*** Supplied data ***

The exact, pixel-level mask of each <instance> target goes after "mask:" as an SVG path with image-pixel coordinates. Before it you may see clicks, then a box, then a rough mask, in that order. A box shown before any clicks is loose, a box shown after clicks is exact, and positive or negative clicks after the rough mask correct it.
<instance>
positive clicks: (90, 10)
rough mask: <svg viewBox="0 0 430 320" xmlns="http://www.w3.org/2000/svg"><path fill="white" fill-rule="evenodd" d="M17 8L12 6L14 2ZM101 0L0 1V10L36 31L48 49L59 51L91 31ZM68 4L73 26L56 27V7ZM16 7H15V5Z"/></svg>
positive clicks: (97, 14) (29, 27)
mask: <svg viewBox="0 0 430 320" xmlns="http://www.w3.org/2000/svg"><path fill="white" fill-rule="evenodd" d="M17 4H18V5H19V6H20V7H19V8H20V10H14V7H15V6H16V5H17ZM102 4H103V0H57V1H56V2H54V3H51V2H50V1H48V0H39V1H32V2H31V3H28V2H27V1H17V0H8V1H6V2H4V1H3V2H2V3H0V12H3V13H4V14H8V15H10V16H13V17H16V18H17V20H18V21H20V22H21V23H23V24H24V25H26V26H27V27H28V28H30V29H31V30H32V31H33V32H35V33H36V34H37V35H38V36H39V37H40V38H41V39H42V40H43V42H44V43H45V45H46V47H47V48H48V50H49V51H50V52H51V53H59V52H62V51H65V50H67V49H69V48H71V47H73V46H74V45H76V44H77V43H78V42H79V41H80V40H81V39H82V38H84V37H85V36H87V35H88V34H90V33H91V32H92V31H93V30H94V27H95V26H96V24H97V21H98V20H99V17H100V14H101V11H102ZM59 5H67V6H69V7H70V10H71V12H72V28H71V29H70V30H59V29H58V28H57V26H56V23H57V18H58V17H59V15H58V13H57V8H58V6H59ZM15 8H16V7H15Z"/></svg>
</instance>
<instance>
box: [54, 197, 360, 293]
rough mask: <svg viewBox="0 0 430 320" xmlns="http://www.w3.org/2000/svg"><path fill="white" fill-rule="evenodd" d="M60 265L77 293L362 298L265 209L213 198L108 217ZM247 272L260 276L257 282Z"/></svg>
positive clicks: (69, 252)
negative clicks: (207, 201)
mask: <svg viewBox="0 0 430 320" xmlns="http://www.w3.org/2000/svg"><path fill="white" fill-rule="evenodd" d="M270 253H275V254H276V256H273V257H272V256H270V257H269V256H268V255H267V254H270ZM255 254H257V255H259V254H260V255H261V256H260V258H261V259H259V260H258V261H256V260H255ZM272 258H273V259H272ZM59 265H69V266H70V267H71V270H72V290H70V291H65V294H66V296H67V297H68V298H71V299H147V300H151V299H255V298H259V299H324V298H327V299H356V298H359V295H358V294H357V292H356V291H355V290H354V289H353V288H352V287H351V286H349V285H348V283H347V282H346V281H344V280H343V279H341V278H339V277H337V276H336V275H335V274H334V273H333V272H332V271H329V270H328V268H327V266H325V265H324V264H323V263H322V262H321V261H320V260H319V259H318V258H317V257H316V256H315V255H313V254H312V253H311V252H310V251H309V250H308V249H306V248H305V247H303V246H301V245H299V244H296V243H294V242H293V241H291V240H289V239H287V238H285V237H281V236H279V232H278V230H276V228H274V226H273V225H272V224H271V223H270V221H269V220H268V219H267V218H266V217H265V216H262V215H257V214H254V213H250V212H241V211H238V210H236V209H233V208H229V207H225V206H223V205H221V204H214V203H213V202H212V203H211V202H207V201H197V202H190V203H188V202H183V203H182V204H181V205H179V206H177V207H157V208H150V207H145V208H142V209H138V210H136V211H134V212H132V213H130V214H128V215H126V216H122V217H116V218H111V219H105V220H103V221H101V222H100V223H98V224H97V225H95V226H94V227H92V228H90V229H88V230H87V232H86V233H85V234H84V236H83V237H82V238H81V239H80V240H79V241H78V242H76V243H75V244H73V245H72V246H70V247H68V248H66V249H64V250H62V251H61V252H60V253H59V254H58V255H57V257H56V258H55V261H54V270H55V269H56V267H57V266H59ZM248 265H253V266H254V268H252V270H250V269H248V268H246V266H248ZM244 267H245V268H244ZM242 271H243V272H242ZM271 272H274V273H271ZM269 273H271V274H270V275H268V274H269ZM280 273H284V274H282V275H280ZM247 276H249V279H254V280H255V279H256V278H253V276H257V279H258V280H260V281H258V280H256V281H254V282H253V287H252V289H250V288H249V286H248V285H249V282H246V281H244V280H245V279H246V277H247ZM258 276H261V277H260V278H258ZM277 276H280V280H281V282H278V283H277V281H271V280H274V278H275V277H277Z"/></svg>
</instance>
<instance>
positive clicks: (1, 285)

***

● Assignment: Please copy the data from its beginning through the line containing "positive clicks: (97, 14) (29, 27)", replacing "rough mask" with "coarse mask" and leaving everything else unchanged.

● Written solution:
The exact, pixel-level mask of each <instance> target goes after "mask:" as an SVG path with image-pixel coordinates. Before it you may see clicks, then a box, then a coarse mask, in that order. A box shown before any clicks is loose, a box shown after clicks is exact, and positive or negative clicks after the coarse mask correct it.
<instance>
positive clicks: (90, 10)
coarse mask: <svg viewBox="0 0 430 320" xmlns="http://www.w3.org/2000/svg"><path fill="white" fill-rule="evenodd" d="M17 8L12 6L14 2ZM101 0L0 1V10L36 31L48 49L59 51L91 31ZM68 4L73 26L56 27V7ZM16 7H15V5Z"/></svg>
positive clicks: (97, 14) (29, 27)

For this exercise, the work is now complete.